Scanners are widespread probes of the Internet to obtain information about a host or network such as types of computers, services, open ports, local IP range and connections. Network administrators often use scanners, such as Domain Name Server (DNS) queries, IP address queries, ping sweeps, port scans, and etc., for monitoring, reporting and trouble-shooting network and systems activities, while hackers can take advantage of them to locate common security weaknesses in a particular network or host before attacking.

There are two types of scanners: network auditing tools and host-based static auditing tools. Network auditing tools are used to scan a remote host or series of hosts on a network and reveal as much information as possible about the network. Host-based static auditing tools are used to scan a local host and reveal as much information as possible about the local host.

Using network auditing tools, hackers are often able to gather enough essential information to identify security related vulnerabilities of each host on a network. For example, hackers can obtain information such as,

- host machines that are connected to the target network and that respond

- host IP addresses

- host machine types

- operating system running on hosts

- network configurations and connections

- services available on the responding hosts (i.e., web servers)

- version of services available on the responding hosts

- etc..

***

Carry on the passage about network scanners from the point at which it ends.

GIVEN DATA
***

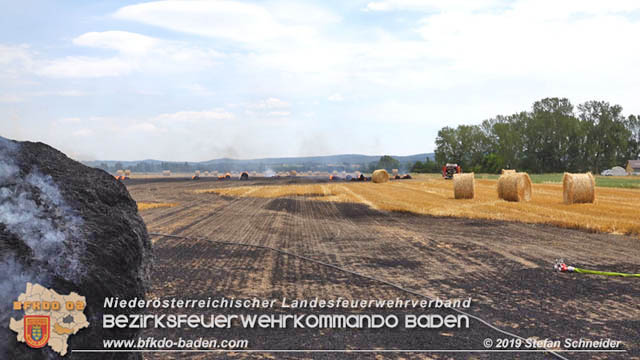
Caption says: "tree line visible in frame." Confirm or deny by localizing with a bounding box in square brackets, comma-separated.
[432, 98, 640, 173]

***

WRITTEN RESPONSE
Hacker always look into version of a service because certain version of a particular service has publicly known security holes (i.e., sendmail can be tricked into running bad commands). In addition to the above information, hackers also examine possibilities to remotely execute certain commands or tools, or run remote access utilities, such as remote execute (rexecute) or remote shell access (rsh) which provides the ability to run commands on a remote system without entering a password. Examples of network auditing tools are SATAN and ISS.

Using host-based static auditing tools, hackers are able to obtain necessary information to identify security vulnerabilities of a local host. Such information includes:

- permission in files, directories, and devices

- poor security for password and easy-to-guess passwords

- known vulnerable services running on the local host

- signs of past intrusions

Once they get these information, hacker can apply local exploit tools (discussed later) and gain access to poorly protected files, directories and devices, and find the password that enable unauthorized privileged access. Local vulnerable services (i.e., fingerd, or anonymous FTP configuration), which are found locally, can be exploited by remote exploits tools as discussed next. Also hackers use signs of past intrusions to identify any loopholes (backdoors) left from previous attacks to easily gain control of the host. Examples of host-based static auditing tools are COPS and TIGER.

Remote exploits tools

A remote exploit is a program, or method, that can be used by a person who has no existing account, to penetrate a remote machine. Remote exploits often associates with services provided by hosts in a network. They take advantages of security weakness of those services, and are among the most feared and hardly guarded tool sets. Examples of remote exploits are:

- Buffer overflow technique used by worm to attack fingerd, a daemon that provides an interface to the “finger” program at most network sites. The “finger” program is used to return a user-friendly status report on a network. Fingerd’s memory can be over its limit when there are too many incoming requests.

- Rsh provides ability to execute commands on remote hosts without entering passwords. This makes it possible for a hacker, who doesn’t possess a password, to remotely issue harmful commands.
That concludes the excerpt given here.